YOUR INSTRUCTIONS. Find the string "green" in the records and copy each line where it occurs.

[[ MATERIAL PROVIDED, beginning ]]

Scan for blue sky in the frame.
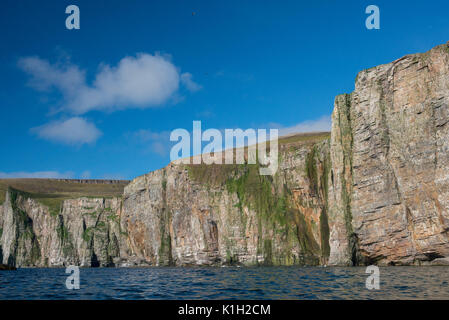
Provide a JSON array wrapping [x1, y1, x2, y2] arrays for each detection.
[[1, 0, 448, 180]]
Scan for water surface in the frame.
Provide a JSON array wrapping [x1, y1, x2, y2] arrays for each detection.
[[0, 266, 448, 299]]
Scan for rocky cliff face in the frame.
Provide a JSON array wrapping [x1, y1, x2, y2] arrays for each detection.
[[1, 43, 449, 267], [0, 188, 126, 267], [328, 43, 449, 266], [121, 138, 331, 266], [0, 136, 331, 267]]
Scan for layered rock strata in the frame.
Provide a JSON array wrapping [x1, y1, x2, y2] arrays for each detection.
[[2, 43, 449, 267]]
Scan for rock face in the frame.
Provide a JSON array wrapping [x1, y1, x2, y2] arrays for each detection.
[[328, 43, 449, 266], [121, 139, 331, 266], [0, 137, 332, 267], [0, 188, 127, 267], [0, 264, 16, 270], [1, 43, 449, 267]]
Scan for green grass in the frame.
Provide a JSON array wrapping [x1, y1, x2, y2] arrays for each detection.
[[187, 163, 240, 187], [277, 132, 330, 146], [0, 179, 129, 214], [185, 132, 330, 188]]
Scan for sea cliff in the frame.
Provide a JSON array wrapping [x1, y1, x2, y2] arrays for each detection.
[[2, 42, 449, 267]]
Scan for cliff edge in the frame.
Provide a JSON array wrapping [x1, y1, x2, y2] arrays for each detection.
[[1, 42, 449, 267]]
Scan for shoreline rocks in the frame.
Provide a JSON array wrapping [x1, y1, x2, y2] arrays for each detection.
[[0, 264, 16, 270]]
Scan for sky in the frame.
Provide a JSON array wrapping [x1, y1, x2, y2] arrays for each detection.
[[0, 0, 449, 180]]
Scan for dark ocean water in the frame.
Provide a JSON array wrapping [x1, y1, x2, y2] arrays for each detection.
[[0, 266, 448, 300]]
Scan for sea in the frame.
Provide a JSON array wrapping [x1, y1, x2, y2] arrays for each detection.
[[1, 266, 448, 300]]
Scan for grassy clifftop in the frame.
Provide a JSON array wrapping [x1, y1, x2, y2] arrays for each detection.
[[185, 131, 330, 186], [277, 131, 330, 145], [0, 132, 330, 214], [0, 179, 129, 215]]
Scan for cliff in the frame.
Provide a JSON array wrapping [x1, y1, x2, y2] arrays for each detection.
[[328, 43, 449, 266], [1, 42, 449, 267], [121, 133, 331, 266], [0, 188, 126, 267], [0, 133, 331, 267]]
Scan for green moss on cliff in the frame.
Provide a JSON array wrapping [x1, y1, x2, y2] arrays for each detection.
[[28, 239, 41, 265], [224, 163, 324, 265], [263, 239, 273, 264], [225, 164, 287, 227], [82, 227, 94, 243], [319, 208, 330, 258], [304, 142, 331, 261], [294, 209, 320, 256], [335, 93, 358, 265], [7, 188, 42, 266], [158, 172, 173, 266], [107, 213, 119, 222], [97, 221, 106, 229], [305, 146, 319, 195], [57, 225, 70, 241], [319, 147, 331, 260]]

[[ MATERIAL PROVIDED, end ]]

EXERCISE SOLUTION.
Scan for green grass in the frame.
Scan for green moss on cliff in the frame.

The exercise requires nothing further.